The Influenza of 1688.
The seasons continued, according to Sydenham, to produce epidemic agues until 1685, when the constitution radically changed to one of pestilential fevers, affecting many in all ranks of society and reaching a height in 1686. Sydenham records nothing beyond that date, having shortly after fallen into ill health and ceased to write or even to practise. One would wish to have known what he made of the “new distemper” in the summer of 1688, for it was a sudden universal fever, and yet not a catarrh or a “great cold.” It is thus referred to in a letter of the month of June, from Belvoir, Rutlandshire[601]: “The man that dos the picturs in inemaled is gon up to London for a weke.... I wish the man dos not get this new distemper and die before he comes agane.” On turning to the London weekly bills of mortality we find in the first weeks of June the characteristic rise of one of those sudden epidemic fevers or new diseases, of which the earliest with recorded figures was the “gentle correction” of July, 1580. The following are the weekly London figures corresponding to the “new distemper” of 1688:
Weekly London Mortalities.
1688
| Week ending | Fevers | All causes | |||
| May | 29 | 58 | 368 | ||
| June | 5 | 76 | 518 | ||
| 12 | 101 | 559 | |||
| 19 | 65 | 435 | |||
| 26 | 66 | 437 | |||
The contemporary London notice of this “influenza” comes from Dr Walter Harris, who mentioned it in a book written the year after[602]:
“From the middle of the month of May in the year 1688, for some weeks, a slight sort of fever became epidemical. It affected the joints of the patients with slight pains, and they complained of a pain in their heads, especially in the fore-part, and of a sort of giddiness. It was more rife than any that I ever observed before, from any cause whatsoever, or in any time of the year. A great many whole families were taken at once with this fever, so that hardly one out of a great number escaped this general storm. Now this so epidemical or febrile insult seemed plainly to me to depend upon the variety of the season of the year, the most intense heat of some days being suddenly changed to cold.... Never were so many people sick together: never did so few of them die. They recovered under almost any regimen,—almost everyone of them.”

DATASET ▸
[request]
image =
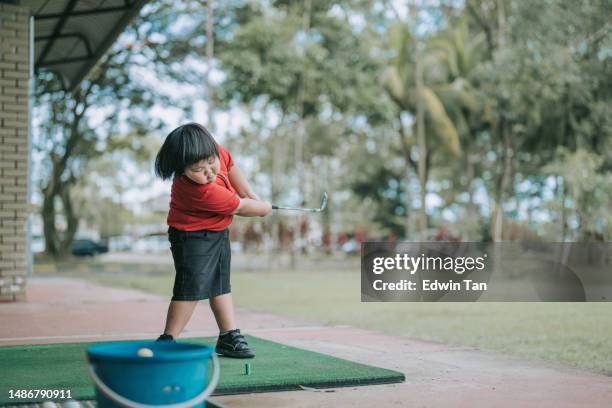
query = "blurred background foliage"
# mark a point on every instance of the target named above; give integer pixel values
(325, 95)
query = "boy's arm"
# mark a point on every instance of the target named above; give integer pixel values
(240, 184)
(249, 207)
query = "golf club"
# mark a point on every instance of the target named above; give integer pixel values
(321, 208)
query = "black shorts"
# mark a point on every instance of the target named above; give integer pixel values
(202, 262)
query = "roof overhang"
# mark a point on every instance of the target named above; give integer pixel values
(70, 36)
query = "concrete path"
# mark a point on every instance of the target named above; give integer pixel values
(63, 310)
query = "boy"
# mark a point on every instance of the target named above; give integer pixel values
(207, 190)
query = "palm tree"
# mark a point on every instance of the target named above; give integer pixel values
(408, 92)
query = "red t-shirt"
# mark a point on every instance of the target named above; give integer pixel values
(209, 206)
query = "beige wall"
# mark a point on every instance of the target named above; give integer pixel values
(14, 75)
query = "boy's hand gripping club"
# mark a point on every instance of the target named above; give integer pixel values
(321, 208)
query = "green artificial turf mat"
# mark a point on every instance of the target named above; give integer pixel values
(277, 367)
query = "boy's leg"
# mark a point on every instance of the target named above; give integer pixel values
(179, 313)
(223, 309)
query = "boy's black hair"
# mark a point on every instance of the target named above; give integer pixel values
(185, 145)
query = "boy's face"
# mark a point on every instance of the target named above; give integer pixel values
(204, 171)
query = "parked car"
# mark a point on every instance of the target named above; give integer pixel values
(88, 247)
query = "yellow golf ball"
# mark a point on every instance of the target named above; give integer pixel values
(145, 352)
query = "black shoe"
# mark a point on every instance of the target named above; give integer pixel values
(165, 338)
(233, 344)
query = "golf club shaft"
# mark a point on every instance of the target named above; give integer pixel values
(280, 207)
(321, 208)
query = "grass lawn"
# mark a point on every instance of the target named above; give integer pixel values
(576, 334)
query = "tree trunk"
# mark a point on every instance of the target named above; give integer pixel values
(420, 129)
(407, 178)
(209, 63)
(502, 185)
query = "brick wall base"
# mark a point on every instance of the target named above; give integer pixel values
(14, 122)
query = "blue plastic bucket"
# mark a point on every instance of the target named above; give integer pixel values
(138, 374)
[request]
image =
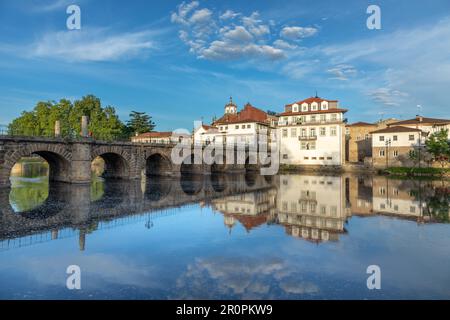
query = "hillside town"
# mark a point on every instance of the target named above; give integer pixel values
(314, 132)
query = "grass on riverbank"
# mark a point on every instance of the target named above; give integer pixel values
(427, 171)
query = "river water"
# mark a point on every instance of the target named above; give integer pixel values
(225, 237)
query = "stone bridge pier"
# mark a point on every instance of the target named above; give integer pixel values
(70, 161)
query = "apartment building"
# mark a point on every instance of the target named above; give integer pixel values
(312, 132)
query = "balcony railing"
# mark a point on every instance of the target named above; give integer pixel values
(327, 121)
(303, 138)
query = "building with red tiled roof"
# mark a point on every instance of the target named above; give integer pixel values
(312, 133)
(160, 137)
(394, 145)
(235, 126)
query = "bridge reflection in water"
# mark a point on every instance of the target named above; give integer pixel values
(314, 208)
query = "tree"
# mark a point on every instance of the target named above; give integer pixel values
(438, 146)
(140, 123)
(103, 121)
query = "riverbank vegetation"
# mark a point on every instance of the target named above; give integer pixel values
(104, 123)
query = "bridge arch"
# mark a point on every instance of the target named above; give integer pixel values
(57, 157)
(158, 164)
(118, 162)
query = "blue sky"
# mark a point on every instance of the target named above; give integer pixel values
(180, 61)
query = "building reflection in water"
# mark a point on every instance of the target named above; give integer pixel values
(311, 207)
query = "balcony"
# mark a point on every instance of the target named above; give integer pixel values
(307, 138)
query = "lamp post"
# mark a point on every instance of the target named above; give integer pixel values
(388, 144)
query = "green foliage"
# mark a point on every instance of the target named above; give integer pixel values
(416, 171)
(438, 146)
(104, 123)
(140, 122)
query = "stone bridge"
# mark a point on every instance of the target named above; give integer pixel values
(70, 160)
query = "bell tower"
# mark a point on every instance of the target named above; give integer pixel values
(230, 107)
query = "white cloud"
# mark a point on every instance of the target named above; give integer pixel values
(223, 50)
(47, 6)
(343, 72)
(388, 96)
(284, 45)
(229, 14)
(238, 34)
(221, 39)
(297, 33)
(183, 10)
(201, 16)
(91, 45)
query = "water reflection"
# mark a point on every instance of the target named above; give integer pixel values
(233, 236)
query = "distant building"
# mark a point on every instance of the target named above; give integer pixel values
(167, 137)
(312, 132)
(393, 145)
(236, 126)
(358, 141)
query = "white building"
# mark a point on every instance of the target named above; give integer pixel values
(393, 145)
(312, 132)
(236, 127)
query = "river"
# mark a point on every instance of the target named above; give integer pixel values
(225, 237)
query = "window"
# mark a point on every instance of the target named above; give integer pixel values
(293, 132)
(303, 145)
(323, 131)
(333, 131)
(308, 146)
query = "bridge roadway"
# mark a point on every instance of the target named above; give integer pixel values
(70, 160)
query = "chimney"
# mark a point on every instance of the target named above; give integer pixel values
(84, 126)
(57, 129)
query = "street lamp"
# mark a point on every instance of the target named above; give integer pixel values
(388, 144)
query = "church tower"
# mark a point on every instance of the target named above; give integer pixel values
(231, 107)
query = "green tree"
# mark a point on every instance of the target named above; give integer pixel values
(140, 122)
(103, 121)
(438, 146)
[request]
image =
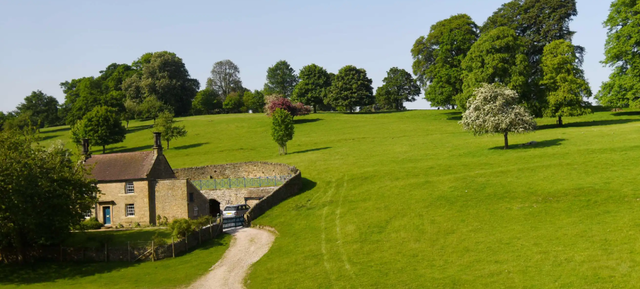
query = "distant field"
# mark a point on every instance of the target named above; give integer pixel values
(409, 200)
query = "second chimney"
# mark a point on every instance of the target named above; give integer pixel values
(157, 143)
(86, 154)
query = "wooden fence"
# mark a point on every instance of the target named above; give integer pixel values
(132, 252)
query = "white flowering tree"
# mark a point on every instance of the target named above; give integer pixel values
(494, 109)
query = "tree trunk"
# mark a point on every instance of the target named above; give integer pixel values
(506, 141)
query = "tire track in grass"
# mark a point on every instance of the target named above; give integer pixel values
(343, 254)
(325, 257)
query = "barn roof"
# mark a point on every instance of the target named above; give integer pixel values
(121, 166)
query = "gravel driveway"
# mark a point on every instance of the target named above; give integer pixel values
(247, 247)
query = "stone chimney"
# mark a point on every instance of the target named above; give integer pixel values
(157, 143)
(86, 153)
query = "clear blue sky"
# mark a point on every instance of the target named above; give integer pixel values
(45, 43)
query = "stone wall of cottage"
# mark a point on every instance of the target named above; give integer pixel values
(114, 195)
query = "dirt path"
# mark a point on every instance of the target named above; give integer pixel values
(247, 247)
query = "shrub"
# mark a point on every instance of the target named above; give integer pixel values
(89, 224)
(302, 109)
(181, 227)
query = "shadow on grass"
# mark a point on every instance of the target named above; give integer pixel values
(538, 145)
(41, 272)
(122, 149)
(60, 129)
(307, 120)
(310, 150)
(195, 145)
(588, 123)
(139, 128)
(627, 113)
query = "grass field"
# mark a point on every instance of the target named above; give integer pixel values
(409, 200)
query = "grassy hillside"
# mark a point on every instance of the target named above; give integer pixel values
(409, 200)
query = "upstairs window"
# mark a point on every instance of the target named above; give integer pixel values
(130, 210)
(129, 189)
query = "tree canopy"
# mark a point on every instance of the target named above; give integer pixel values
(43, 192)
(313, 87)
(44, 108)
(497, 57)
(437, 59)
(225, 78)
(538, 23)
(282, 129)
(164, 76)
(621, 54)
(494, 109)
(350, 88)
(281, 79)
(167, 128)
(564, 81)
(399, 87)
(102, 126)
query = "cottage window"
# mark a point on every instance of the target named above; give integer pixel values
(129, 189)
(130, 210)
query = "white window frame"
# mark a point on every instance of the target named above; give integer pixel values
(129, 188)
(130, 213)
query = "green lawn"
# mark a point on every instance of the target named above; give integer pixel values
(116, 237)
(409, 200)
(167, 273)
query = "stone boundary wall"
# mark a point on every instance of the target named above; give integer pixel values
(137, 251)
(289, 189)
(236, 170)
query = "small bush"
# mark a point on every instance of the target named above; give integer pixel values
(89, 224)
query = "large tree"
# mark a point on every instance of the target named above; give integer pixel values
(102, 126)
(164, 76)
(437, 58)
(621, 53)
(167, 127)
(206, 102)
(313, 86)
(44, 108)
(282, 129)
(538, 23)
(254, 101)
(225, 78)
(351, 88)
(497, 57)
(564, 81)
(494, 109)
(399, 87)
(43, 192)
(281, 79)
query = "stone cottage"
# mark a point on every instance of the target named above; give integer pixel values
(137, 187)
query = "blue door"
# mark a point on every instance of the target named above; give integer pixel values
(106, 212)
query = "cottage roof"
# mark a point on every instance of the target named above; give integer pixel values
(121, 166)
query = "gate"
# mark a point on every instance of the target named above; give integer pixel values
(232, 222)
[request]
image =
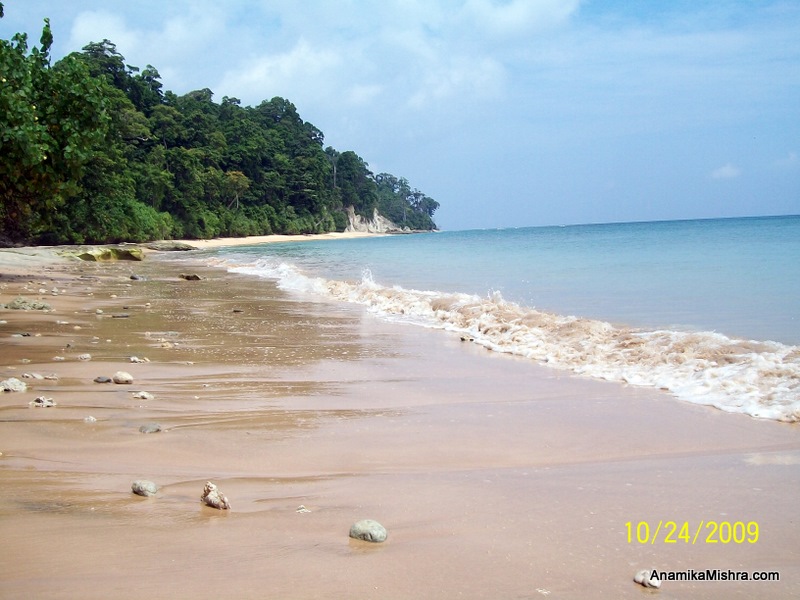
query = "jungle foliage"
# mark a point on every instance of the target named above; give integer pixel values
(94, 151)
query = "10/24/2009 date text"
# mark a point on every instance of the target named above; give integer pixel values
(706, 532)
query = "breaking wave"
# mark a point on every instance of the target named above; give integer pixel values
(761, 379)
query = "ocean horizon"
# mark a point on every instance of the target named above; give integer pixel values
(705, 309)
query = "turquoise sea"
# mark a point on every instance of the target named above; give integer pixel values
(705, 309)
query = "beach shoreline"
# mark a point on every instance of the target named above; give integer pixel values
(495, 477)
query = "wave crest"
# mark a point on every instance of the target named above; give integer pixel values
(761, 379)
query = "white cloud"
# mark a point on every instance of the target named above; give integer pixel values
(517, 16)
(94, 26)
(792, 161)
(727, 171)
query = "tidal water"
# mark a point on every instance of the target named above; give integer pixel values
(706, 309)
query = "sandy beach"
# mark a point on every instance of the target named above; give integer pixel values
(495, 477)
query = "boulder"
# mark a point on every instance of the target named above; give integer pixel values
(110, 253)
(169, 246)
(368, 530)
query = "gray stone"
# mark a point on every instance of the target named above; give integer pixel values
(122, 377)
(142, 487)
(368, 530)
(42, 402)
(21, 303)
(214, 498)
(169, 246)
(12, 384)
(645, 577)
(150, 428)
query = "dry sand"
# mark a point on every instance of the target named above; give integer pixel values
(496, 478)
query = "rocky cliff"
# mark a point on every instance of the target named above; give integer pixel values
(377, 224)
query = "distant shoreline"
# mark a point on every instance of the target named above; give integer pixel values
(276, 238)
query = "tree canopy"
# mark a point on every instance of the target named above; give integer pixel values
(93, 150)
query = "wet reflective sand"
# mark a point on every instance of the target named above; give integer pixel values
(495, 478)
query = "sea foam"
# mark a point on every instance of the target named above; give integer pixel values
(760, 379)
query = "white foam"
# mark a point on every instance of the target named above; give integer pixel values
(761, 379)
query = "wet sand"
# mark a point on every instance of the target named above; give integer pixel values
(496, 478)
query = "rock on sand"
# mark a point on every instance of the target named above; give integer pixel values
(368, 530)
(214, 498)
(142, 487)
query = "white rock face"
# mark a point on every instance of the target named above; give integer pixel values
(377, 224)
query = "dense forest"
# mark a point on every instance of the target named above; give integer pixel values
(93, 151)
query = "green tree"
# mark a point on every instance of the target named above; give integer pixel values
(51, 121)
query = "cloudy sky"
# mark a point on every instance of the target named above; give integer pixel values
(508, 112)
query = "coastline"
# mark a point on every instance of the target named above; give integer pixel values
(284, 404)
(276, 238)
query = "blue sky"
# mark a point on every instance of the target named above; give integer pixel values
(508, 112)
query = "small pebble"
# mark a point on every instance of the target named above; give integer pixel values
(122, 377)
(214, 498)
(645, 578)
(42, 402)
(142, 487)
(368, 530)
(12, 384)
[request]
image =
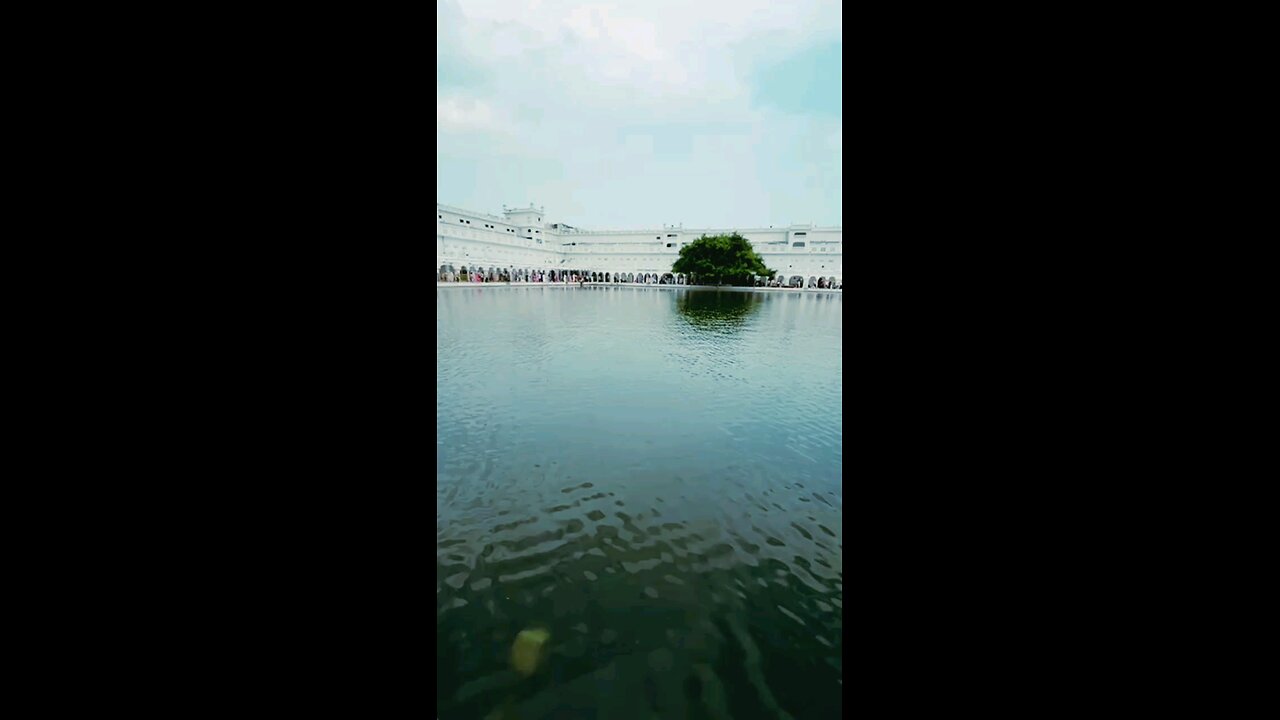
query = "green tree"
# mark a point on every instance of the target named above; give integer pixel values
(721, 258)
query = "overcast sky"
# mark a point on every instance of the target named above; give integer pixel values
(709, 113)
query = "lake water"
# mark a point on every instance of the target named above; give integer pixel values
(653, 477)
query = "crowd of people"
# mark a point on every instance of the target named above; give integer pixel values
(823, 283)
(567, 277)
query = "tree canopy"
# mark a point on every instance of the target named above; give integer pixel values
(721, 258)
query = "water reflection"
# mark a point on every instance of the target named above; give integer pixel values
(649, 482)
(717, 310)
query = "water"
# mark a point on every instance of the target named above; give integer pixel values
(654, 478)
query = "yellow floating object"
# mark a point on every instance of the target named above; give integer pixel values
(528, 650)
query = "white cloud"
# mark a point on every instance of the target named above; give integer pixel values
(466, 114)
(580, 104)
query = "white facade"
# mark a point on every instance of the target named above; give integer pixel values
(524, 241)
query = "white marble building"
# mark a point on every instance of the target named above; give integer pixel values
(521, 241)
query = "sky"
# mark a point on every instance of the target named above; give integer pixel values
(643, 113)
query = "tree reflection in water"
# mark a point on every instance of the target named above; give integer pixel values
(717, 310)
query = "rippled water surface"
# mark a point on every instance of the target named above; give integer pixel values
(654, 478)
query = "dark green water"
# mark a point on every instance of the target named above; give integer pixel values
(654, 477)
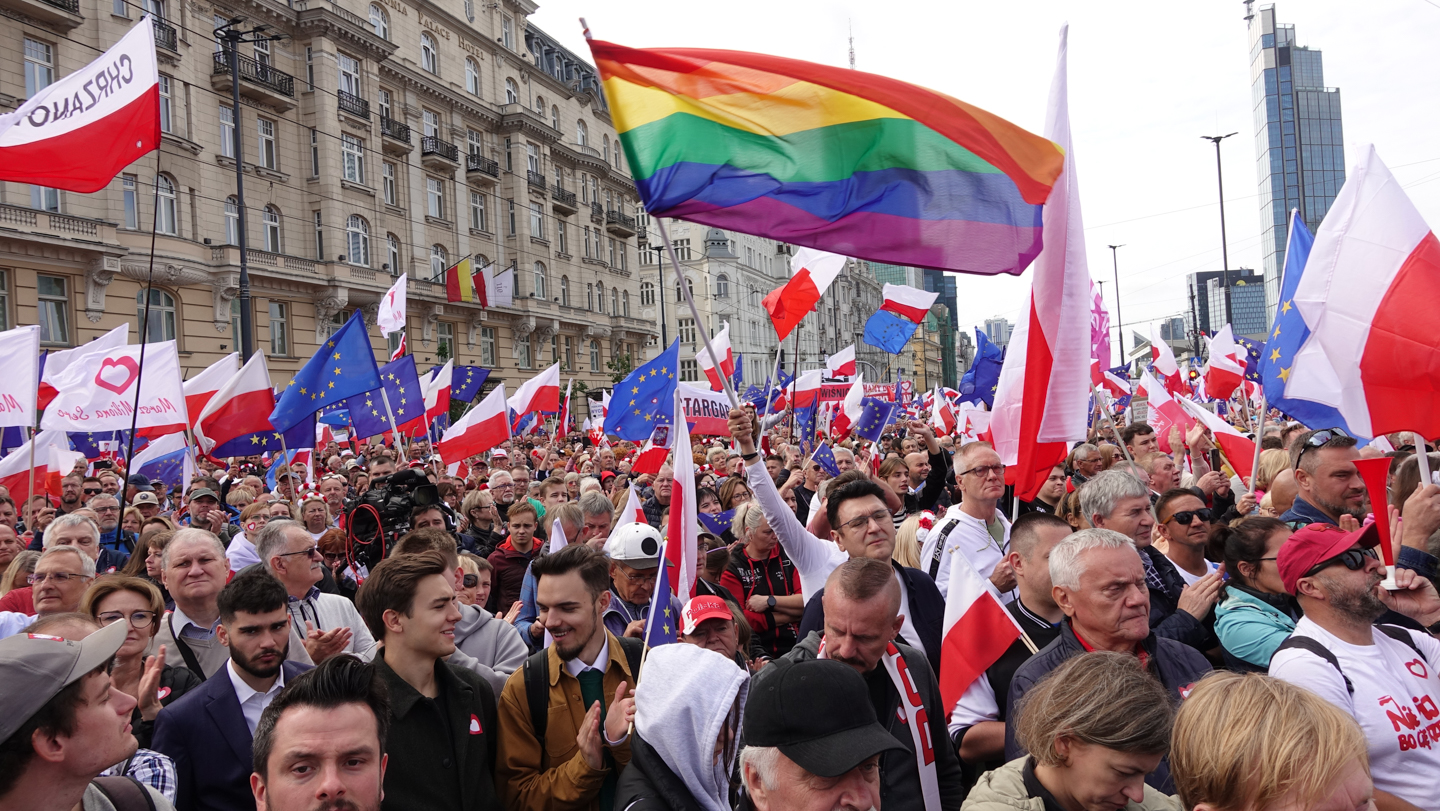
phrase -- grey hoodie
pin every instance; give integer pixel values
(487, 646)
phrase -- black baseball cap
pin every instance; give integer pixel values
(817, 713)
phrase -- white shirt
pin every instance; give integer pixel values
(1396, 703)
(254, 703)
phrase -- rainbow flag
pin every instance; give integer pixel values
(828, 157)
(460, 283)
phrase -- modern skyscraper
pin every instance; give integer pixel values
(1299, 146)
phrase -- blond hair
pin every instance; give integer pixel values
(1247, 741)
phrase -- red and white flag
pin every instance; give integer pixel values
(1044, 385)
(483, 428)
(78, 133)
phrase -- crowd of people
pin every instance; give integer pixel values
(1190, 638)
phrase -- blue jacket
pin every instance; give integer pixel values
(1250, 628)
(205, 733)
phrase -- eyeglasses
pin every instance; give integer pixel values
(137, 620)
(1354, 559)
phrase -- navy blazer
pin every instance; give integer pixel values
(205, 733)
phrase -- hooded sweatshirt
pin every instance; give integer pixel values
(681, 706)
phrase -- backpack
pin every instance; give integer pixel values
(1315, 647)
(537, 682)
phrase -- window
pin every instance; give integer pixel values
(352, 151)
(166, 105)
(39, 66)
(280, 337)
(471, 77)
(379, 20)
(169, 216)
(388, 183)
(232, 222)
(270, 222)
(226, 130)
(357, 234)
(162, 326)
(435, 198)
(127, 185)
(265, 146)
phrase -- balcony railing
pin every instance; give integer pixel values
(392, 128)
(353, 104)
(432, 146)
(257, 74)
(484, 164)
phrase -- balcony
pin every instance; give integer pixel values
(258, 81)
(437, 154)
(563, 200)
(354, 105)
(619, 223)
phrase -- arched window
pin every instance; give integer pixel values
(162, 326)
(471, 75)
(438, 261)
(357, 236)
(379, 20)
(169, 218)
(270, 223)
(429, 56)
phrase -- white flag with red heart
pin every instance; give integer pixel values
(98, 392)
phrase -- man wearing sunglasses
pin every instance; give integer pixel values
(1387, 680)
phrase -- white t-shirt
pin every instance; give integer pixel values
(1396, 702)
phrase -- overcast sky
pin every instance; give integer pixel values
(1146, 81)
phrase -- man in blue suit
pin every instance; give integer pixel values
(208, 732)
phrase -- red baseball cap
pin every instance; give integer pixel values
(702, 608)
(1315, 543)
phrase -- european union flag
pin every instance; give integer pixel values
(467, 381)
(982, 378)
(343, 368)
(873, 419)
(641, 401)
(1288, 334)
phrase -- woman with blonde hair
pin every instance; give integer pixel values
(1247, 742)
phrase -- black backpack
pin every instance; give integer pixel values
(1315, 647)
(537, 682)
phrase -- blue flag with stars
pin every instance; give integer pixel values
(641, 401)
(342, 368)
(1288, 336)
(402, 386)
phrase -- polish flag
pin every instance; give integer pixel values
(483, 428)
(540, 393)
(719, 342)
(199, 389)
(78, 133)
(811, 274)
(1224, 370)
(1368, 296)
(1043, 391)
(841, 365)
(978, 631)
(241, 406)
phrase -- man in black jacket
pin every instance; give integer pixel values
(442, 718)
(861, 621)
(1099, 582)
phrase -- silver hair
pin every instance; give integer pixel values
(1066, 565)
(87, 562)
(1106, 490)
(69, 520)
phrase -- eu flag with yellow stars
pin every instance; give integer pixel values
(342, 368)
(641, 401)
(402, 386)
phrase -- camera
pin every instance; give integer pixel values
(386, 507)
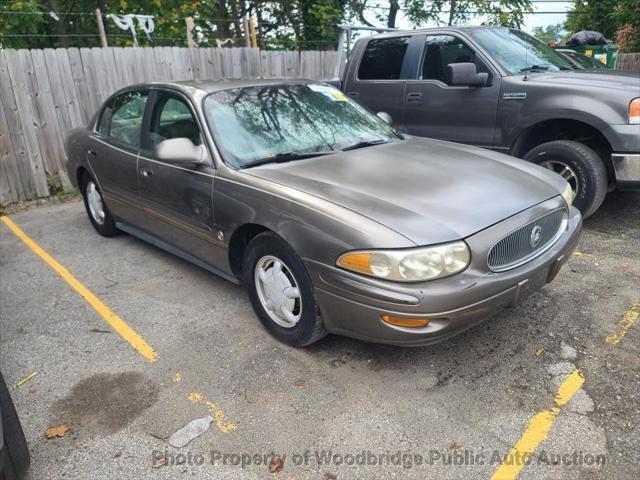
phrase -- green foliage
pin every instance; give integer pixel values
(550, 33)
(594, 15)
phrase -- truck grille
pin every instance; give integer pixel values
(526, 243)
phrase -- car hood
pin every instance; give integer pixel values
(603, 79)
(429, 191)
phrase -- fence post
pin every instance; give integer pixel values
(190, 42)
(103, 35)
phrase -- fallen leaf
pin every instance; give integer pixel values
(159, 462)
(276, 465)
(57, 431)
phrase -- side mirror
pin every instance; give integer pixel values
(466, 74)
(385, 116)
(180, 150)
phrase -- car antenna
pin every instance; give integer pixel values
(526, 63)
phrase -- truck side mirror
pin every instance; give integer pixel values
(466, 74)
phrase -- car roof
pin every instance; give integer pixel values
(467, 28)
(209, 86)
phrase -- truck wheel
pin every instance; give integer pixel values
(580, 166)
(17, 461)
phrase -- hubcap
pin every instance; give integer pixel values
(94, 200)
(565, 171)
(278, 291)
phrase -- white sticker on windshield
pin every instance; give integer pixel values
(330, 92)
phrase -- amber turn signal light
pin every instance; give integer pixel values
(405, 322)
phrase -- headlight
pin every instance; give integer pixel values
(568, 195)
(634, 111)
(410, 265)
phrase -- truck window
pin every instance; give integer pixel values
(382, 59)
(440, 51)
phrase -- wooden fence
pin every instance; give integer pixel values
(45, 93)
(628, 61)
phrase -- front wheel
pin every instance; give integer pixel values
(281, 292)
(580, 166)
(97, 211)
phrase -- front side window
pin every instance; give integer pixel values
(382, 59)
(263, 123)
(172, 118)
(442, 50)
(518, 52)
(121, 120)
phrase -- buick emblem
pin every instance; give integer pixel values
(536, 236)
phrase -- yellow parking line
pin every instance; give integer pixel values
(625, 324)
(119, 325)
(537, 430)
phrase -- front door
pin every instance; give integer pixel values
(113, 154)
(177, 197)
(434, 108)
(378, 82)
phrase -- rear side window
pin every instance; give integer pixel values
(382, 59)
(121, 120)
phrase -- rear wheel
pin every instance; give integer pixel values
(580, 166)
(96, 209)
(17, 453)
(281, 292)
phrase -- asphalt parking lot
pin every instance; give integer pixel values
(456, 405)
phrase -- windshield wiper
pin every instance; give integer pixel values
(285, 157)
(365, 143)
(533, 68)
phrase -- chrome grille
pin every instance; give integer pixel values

EXERCISE DESCRIPTION ▸
From the weekly London mortality table in the text on the influenza of 1688 above, list every week-ending date with the number of deaths from fevers recorded for it.

WRITTEN ANSWER ▸
- May 29: 58
- June 5: 76
- June 12: 101
- June 19: 65
- June 26: 66